• Exercise description: Rewrite everything from the beginning of the data down to and including the line containing "75], [208, 46]]" as a numbered list, omitting any blank lines.

--- Begin Data provided ---

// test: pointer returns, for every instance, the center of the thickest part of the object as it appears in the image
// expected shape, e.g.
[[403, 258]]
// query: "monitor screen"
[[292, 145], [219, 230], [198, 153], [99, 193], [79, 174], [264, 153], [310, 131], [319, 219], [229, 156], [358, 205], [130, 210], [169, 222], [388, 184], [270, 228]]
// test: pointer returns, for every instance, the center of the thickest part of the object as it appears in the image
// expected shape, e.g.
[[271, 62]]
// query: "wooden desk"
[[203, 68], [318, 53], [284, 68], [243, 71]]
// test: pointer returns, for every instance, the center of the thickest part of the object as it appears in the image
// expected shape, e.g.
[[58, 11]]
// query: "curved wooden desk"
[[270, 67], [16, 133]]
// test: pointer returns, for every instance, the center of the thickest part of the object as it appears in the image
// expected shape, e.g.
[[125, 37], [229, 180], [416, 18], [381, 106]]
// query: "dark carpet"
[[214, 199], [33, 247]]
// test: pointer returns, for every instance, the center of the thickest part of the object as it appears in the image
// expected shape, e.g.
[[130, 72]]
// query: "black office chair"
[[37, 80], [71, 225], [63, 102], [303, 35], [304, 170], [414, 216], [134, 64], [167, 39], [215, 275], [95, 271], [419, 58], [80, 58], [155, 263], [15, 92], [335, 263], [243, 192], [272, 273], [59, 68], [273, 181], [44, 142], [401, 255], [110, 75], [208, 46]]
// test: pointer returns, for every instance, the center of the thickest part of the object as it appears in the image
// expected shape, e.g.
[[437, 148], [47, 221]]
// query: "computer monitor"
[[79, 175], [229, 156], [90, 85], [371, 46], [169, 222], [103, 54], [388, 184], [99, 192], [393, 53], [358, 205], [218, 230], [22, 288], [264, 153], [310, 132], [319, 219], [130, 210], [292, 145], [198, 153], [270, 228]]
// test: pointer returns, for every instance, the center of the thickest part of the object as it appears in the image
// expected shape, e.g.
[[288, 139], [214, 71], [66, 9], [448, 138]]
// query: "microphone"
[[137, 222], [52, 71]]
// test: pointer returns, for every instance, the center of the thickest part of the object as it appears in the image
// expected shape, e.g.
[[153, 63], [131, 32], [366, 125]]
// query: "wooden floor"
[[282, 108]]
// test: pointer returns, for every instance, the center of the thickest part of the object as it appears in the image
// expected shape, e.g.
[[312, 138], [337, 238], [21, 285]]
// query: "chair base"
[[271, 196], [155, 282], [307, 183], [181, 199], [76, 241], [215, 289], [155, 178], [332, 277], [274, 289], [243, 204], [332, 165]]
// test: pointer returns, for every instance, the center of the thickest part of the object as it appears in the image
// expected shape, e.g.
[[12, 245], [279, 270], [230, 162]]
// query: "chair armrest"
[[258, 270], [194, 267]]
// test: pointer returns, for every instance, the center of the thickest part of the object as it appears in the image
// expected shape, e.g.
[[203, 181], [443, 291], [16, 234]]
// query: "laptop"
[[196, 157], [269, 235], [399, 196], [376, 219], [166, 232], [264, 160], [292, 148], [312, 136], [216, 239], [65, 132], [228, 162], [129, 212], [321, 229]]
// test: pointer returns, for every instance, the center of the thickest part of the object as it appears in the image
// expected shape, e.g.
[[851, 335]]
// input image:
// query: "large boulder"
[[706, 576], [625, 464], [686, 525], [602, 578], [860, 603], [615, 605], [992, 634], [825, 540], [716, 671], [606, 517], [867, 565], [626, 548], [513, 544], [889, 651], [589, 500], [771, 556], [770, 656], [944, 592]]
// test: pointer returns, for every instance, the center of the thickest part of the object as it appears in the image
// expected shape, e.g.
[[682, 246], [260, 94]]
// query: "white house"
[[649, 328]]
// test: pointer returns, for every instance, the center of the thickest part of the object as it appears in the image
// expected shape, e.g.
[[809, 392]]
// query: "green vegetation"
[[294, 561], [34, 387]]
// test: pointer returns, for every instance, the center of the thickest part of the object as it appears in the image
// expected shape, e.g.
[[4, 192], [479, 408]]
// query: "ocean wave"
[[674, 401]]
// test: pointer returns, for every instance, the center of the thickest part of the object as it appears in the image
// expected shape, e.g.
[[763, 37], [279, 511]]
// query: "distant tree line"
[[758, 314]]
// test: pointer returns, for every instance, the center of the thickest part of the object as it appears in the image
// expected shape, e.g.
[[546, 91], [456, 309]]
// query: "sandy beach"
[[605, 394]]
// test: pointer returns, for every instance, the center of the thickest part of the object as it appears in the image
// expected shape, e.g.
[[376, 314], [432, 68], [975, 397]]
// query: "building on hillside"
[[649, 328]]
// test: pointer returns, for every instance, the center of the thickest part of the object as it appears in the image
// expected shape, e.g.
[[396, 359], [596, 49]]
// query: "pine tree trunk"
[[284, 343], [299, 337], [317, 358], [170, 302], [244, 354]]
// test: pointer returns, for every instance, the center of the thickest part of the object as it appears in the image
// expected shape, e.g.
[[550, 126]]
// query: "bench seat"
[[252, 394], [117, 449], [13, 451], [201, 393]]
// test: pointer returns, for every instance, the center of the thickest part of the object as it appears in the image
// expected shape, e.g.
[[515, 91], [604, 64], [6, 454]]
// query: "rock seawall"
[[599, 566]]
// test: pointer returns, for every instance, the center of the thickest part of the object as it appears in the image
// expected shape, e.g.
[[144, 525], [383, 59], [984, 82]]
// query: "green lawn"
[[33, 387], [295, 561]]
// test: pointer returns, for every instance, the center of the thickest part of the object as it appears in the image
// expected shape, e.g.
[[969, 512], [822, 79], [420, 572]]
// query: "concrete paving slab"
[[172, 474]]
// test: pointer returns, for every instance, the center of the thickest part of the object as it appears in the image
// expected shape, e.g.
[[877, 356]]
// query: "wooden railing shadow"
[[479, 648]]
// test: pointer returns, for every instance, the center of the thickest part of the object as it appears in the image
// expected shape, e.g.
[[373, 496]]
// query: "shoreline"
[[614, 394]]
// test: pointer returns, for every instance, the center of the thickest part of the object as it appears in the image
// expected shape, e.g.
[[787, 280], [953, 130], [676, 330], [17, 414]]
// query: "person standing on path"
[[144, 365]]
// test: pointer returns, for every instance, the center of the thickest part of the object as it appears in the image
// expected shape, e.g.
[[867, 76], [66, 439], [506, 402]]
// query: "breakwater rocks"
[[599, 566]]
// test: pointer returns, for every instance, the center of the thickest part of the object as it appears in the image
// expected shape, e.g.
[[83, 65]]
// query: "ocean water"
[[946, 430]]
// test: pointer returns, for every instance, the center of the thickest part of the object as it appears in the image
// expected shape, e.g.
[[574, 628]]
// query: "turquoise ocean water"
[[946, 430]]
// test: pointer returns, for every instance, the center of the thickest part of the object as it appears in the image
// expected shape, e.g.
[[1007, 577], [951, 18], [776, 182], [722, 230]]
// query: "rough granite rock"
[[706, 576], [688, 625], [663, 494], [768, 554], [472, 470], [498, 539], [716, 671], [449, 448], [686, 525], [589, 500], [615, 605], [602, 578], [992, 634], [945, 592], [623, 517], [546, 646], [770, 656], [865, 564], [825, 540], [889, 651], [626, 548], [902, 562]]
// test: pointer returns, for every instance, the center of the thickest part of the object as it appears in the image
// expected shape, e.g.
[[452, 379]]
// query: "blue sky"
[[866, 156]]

--- End Data provided ---

• Task output:
1. // test: pointer returns, for every instance, the center of the thickest part of the object as it appears in the image
2. // expected shape, e.g.
3. [[403, 258]]
4. // query: "monitor screen"
5. [[292, 145], [219, 230], [198, 153], [99, 193], [79, 174], [264, 153], [310, 131], [319, 219], [229, 156], [358, 205], [130, 210], [169, 222], [388, 184], [270, 228]]
6. // test: pointer returns, for every instance, the center of the thickest part of the object as it appears in the image
7. // expected shape, e.g.
8. [[271, 62]]
9. // query: "wooden desk"
10. [[203, 68], [318, 53], [284, 68], [243, 71]]
11. // test: pointer returns, for every instance, the center of the thickest part of the object as it appears in the image
12. // expected shape, e.g.
13. [[58, 11]]
14. // query: "curved wooden desk"
15. [[270, 67], [16, 133]]
16. // test: pointer returns, for every instance, the center of the thickest part of the object as it appears in the image
17. // expected shape, e.g.
18. [[125, 37], [229, 180], [416, 18], [381, 106]]
19. // query: "dark carpet"
20. [[214, 199], [33, 247]]
21. // test: pointer returns, for every instance, the center of the thickest part of the object as it appears in the image
22. // expected shape, e.g.
23. [[130, 72]]
24. // query: "black office chair"
25. [[37, 80], [71, 225], [63, 102], [303, 35], [304, 170], [414, 216], [134, 64], [167, 39], [215, 275], [95, 271], [419, 58], [80, 58], [155, 263], [15, 92], [335, 263], [243, 192], [272, 273], [59, 68], [273, 181], [44, 142], [401, 255], [110, 75], [208, 46]]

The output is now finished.